Point placement records:
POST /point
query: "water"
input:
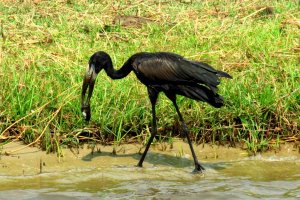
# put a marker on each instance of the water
(269, 177)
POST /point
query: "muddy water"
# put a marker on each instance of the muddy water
(230, 173)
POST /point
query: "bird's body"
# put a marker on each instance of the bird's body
(161, 72)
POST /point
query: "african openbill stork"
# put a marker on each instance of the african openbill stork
(164, 72)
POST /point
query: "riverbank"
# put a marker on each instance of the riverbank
(32, 161)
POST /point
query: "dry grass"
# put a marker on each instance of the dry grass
(45, 46)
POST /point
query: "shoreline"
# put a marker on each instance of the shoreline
(34, 161)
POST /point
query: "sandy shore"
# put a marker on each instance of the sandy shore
(31, 160)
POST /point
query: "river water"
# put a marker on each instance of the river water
(268, 177)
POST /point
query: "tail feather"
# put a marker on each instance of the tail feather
(223, 74)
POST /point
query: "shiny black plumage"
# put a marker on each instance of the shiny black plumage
(160, 72)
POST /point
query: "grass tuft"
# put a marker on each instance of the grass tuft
(45, 46)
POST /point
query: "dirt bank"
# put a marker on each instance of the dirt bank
(31, 160)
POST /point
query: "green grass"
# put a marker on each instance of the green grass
(45, 47)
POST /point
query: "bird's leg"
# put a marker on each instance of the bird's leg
(153, 94)
(198, 166)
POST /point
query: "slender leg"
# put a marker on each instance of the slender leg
(153, 94)
(198, 166)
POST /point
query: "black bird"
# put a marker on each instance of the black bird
(164, 72)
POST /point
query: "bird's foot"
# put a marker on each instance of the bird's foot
(139, 165)
(198, 168)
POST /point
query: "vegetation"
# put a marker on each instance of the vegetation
(45, 46)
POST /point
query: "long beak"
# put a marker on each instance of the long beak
(88, 82)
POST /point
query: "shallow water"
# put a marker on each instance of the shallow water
(271, 177)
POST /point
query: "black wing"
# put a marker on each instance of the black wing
(159, 68)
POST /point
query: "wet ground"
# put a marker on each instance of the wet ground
(230, 174)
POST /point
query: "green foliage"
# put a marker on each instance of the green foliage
(45, 47)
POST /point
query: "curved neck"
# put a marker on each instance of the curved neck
(120, 73)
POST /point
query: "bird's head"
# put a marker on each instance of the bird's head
(98, 61)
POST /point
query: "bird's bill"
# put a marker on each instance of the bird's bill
(88, 82)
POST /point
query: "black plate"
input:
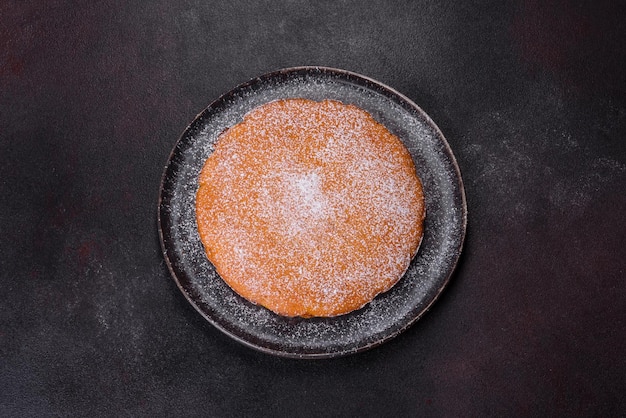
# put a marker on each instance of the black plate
(389, 313)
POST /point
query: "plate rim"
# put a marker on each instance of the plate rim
(388, 92)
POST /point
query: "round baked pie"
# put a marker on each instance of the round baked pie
(309, 208)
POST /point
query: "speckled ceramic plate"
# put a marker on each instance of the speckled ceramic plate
(389, 313)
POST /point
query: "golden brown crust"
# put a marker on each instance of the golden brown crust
(310, 208)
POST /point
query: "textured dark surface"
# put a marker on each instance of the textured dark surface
(531, 97)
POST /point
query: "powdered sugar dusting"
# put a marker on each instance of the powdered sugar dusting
(322, 236)
(387, 314)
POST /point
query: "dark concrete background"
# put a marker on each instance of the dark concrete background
(531, 96)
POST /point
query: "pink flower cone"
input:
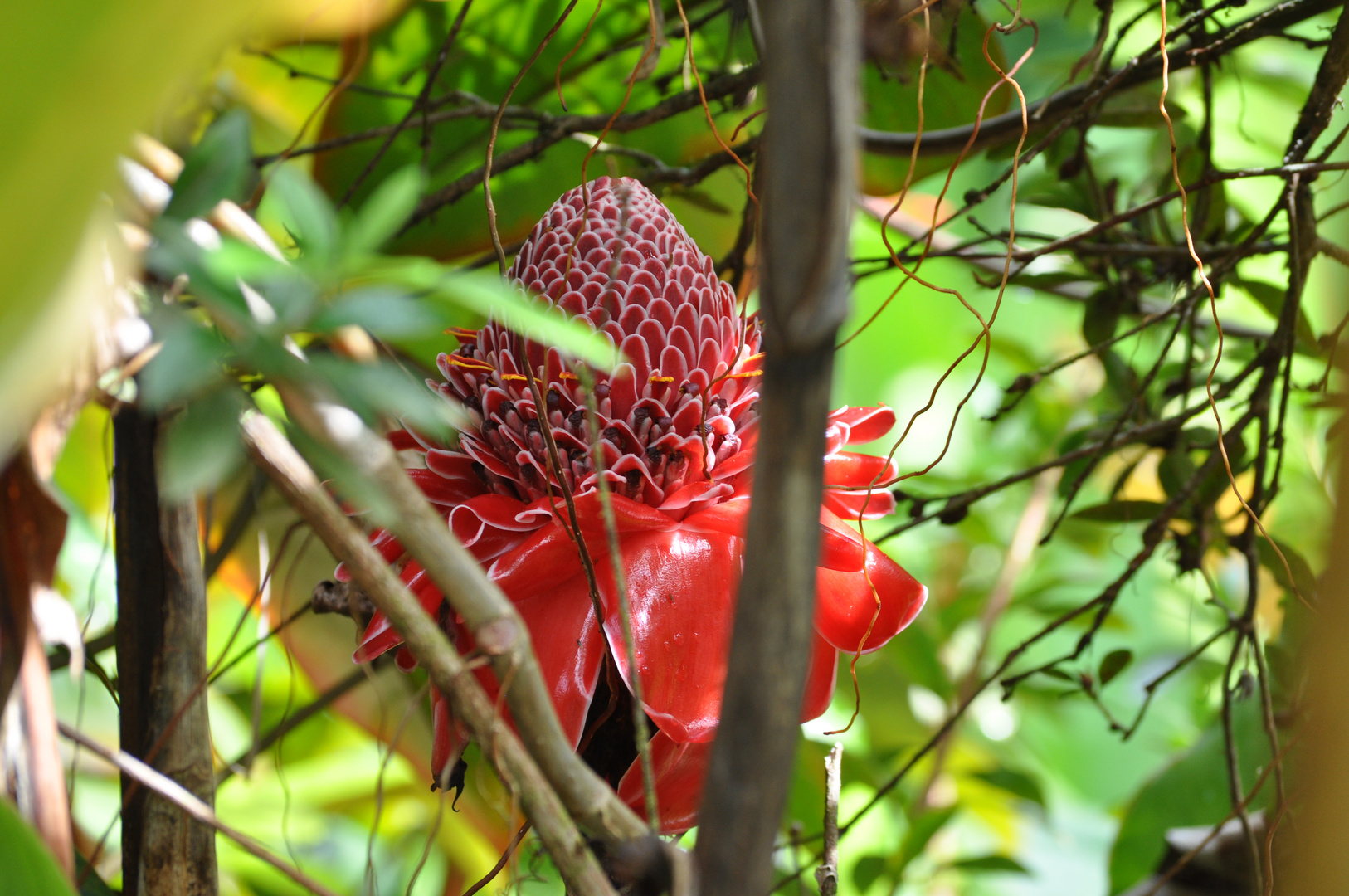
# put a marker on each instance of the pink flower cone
(678, 422)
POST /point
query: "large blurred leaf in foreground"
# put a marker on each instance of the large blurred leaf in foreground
(28, 869)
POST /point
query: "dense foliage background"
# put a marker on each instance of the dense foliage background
(1045, 787)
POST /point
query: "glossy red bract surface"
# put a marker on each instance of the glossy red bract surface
(676, 426)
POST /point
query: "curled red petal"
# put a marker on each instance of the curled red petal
(865, 424)
(538, 563)
(884, 598)
(680, 769)
(681, 592)
(448, 736)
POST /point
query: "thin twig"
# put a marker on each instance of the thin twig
(180, 796)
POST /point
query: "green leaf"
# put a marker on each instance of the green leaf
(1120, 512)
(1113, 665)
(202, 444)
(28, 868)
(1271, 297)
(991, 864)
(868, 870)
(219, 168)
(386, 211)
(1016, 783)
(310, 217)
(489, 296)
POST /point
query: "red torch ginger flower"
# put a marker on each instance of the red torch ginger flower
(678, 426)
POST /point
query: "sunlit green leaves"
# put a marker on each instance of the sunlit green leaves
(200, 446)
(28, 867)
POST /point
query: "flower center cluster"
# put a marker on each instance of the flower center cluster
(674, 417)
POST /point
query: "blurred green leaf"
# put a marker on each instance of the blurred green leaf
(390, 206)
(219, 168)
(923, 827)
(1016, 783)
(1271, 297)
(386, 390)
(191, 359)
(28, 868)
(489, 296)
(1302, 574)
(1113, 665)
(90, 883)
(1190, 791)
(386, 312)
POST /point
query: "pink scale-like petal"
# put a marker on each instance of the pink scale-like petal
(860, 505)
(883, 598)
(680, 769)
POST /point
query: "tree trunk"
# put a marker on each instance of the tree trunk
(808, 183)
(161, 660)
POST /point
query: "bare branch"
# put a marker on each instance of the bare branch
(426, 640)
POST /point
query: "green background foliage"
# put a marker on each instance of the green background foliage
(1035, 794)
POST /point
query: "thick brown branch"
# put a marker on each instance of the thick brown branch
(491, 618)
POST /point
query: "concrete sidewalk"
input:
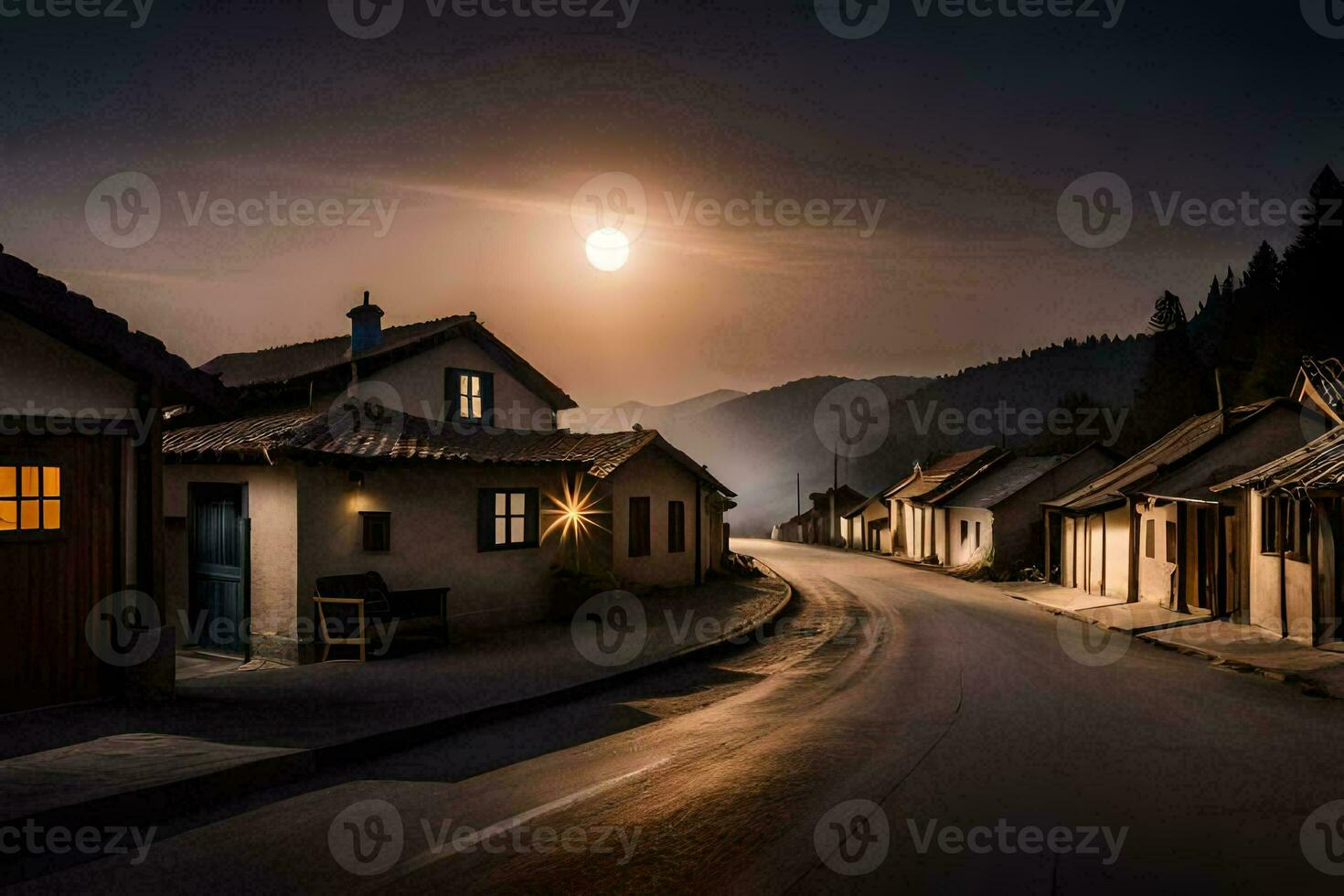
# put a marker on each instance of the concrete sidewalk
(1105, 612)
(69, 764)
(1243, 647)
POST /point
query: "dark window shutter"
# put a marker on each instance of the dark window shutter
(486, 398)
(484, 518)
(531, 520)
(451, 392)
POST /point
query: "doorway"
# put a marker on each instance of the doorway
(218, 557)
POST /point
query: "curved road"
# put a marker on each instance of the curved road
(997, 749)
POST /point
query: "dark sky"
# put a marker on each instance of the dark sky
(481, 131)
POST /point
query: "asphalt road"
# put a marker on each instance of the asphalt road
(997, 747)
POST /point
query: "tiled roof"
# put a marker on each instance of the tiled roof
(391, 435)
(1323, 383)
(291, 361)
(1317, 465)
(1183, 441)
(1003, 481)
(50, 306)
(288, 364)
(948, 473)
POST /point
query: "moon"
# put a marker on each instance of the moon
(608, 249)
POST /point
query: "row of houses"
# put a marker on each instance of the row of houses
(428, 453)
(1235, 513)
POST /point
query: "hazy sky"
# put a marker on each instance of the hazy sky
(481, 129)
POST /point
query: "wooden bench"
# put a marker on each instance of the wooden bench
(365, 597)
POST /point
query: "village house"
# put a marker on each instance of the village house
(994, 517)
(428, 454)
(80, 495)
(1152, 528)
(869, 527)
(1295, 523)
(920, 529)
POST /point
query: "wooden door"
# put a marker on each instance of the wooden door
(51, 577)
(218, 566)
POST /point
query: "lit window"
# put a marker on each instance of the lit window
(30, 498)
(468, 394)
(508, 518)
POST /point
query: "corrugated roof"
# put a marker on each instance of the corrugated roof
(50, 306)
(1323, 383)
(1183, 441)
(1317, 465)
(302, 359)
(1001, 481)
(391, 435)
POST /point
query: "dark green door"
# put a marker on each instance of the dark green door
(218, 566)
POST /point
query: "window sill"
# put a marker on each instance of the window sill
(492, 549)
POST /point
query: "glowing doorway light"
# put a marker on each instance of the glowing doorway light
(574, 512)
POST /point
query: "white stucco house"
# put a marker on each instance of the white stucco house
(426, 453)
(1296, 520)
(1153, 528)
(82, 400)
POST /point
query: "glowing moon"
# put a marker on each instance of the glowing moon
(608, 249)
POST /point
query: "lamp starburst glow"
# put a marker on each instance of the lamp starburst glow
(574, 511)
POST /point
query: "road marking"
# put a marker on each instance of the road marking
(425, 860)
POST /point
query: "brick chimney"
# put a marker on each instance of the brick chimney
(366, 328)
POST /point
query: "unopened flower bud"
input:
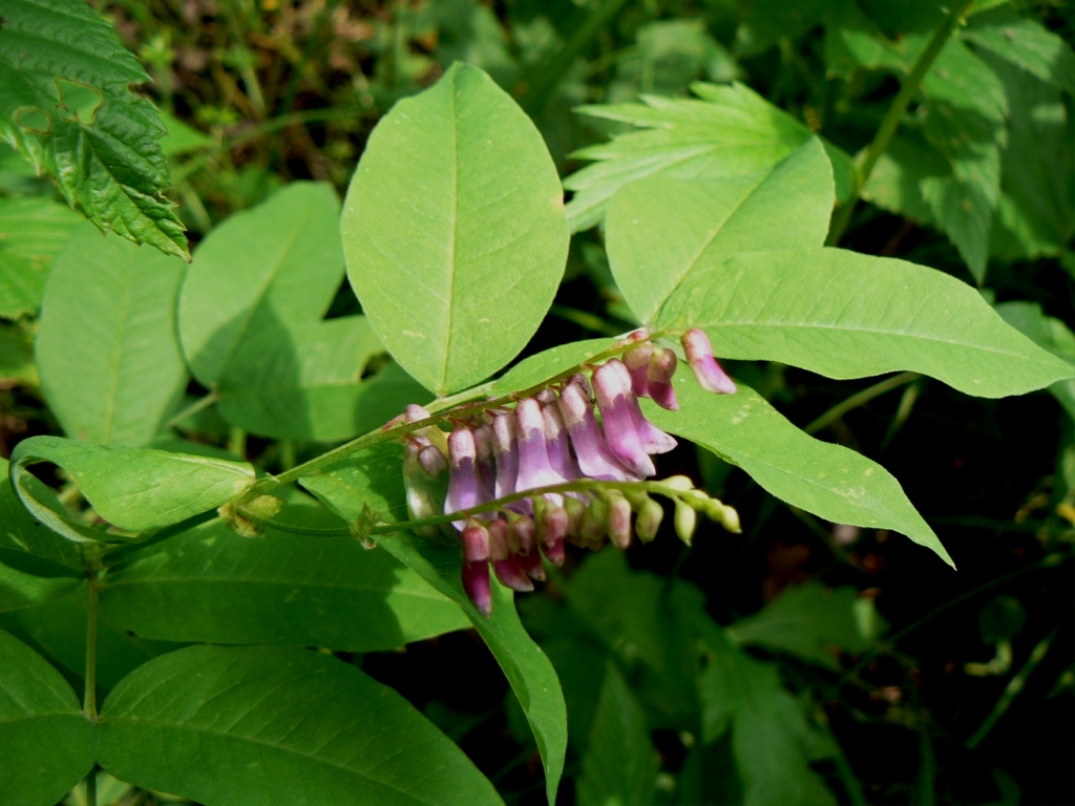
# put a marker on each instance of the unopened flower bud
(685, 519)
(659, 373)
(707, 372)
(648, 520)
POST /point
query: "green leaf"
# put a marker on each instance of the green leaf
(305, 385)
(68, 106)
(48, 746)
(846, 315)
(374, 479)
(1026, 43)
(659, 230)
(730, 131)
(108, 354)
(454, 230)
(828, 480)
(36, 564)
(806, 620)
(620, 764)
(259, 273)
(57, 630)
(211, 585)
(282, 725)
(1048, 333)
(135, 489)
(771, 739)
(32, 232)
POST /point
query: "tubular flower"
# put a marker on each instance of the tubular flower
(558, 436)
(707, 372)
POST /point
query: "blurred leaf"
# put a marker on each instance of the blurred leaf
(620, 764)
(828, 480)
(1026, 43)
(771, 738)
(106, 348)
(134, 489)
(1036, 213)
(69, 109)
(36, 564)
(209, 584)
(659, 230)
(730, 131)
(47, 744)
(647, 625)
(454, 229)
(374, 479)
(806, 620)
(847, 315)
(337, 736)
(57, 629)
(1048, 333)
(32, 232)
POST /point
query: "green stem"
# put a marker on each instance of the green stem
(443, 409)
(896, 113)
(860, 399)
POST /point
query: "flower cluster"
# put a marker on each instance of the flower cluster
(555, 439)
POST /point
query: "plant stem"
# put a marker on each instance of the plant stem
(860, 399)
(444, 409)
(896, 113)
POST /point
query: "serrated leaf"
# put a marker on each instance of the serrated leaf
(135, 489)
(32, 232)
(806, 620)
(47, 744)
(69, 109)
(658, 230)
(36, 564)
(283, 725)
(770, 735)
(106, 348)
(730, 131)
(211, 585)
(1026, 43)
(454, 231)
(373, 479)
(846, 315)
(620, 764)
(826, 479)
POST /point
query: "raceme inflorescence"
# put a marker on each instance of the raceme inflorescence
(587, 477)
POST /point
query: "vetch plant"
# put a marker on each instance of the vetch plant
(454, 235)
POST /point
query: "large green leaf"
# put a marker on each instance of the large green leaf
(619, 767)
(211, 585)
(846, 315)
(808, 620)
(829, 480)
(282, 725)
(108, 353)
(659, 230)
(373, 480)
(771, 738)
(69, 108)
(36, 564)
(135, 489)
(731, 130)
(32, 232)
(454, 230)
(47, 744)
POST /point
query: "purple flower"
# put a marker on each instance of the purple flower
(595, 458)
(659, 373)
(534, 468)
(707, 372)
(463, 488)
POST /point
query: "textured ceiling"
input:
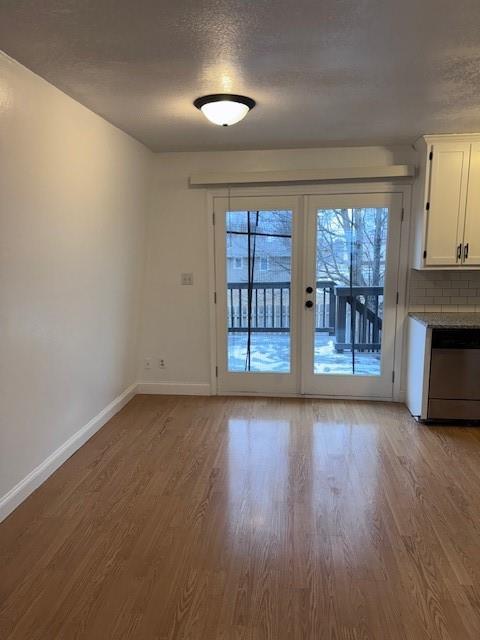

## GOAL:
From the listing above, copy out each line that contains the string "brick". Treat uppercase and lowercase as different.

## SOLUTION FOR THIS PROBLEM:
query: "brick chimney"
# put a marker on each instance of the brick chimney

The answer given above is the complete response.